Georg lasted a lot longer in Daism than I did. As late as 1984 he was still writing introductions and editing Frank's books. The last Daist publication I can find with his name attached is Humor Suddenly Returns "Essays on the Spiritual Teaching of Master Da Free John: A Scholarly Tribute edited by Georg Feuerstein". It includes an essay by Fred Allen Wolf, well-known author of Mind into Matter: A New Alchemy of Science and Spirit and The Spiritual Universe: One Physicist's Vision of Spirit, Soul, Matter, and Self. Also one by Ed Brennan (see interview below).

In 1995, I had a chance to talk to Georg at Open Secret bookstore in San Rafael, California, where he was giving a talk on Jean Gebser.

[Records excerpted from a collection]
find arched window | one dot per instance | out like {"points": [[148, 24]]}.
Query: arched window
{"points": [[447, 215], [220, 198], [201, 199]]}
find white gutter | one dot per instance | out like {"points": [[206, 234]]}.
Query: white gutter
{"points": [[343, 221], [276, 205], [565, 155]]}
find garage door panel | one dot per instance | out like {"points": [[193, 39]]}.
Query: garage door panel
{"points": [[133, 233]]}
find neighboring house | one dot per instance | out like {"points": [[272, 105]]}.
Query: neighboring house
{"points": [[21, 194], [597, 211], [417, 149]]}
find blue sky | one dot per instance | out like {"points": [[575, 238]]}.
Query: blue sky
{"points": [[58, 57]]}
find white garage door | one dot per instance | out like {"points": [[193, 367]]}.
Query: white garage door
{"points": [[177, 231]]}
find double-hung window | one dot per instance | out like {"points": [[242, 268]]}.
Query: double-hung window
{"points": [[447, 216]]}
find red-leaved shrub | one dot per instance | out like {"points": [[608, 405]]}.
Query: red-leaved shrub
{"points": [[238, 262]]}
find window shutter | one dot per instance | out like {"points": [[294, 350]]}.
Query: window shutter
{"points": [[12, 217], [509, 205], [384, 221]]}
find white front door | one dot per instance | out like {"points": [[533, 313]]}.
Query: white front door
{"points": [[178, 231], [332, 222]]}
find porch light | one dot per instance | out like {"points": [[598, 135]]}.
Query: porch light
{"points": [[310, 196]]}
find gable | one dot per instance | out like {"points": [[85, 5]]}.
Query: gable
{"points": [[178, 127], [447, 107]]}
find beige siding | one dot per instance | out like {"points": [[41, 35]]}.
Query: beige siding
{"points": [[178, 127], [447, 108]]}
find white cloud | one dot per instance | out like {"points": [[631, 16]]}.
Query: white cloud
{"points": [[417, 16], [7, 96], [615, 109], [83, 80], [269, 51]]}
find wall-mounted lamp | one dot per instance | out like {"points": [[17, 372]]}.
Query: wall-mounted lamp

TASK LIST:
1: In the passage about Georg Feuerstein and Daism, what does the writer offer as support for the claim that Georg lasted longer in Daism than the writer did? Answer in one to three sentences.
2: Resume the passage about Georg Feuerstein and Daism, starting after its last sentence.

RESULTS IN ORDER:
1: The writer notes that as late as 1984 Georg was still writing introductions and editing Frank's books. The writer also points to Humor Suddenly Returns, which Georg edited, as the last Daist publication the writer can find with Georg's name attached.

2:
He seemed to me to have lost the "edge" he so clearly possessed in 1982. He told me he was still living in Lake County, not far from the sanctuary. I asked if it bothered him to be living "in Da Free John's energy field". "Not at all," he said. "I never think about him". I told Georg that some of us had started a "Master Da" forum on AOL, and invited him to participate. Georg shook his head. "I don't want anything more to do with him," he said. "I have got him out of my system." [This turned out not to be the case, of course. Google Georg Feuerstein Adi Da for links showing his ongoing consideration of Franklin Jones.]


Georg's current attitude towards his former guru is summed up in an interview with Edward Brennan was posted for a time on Feuerstein's Yoga Research and Education Foundation website, and excerpted below:

Brennan: That's when you became a student of Da Free John as he was known then?

Feuerstein: Right. I was favorably impressed by Adi Da's teachings, as expressed in his rather unusual book Scientific Proof of the Existence of God Will Soon Be Announced by the White House! It shows him at his most intellectual side. Of course, when I arrived at his center in Northern California, I quickly discovered that he was no polite Krishnamurti but a madcap spiritual teacher, quite fond of shock therapy.

Brennan: How did you react to him when you got to know him?

Feuerstein: I was intrigued, but my basic emotional reaction to him was one of unease. He made it very clear that he was out to undermine the ego in all its manifestations. That's the fundamental function of the guru, as the dispeller of spiritual darkness. I was drawn to him because of that role. Yet I didn't trust him at a basic level.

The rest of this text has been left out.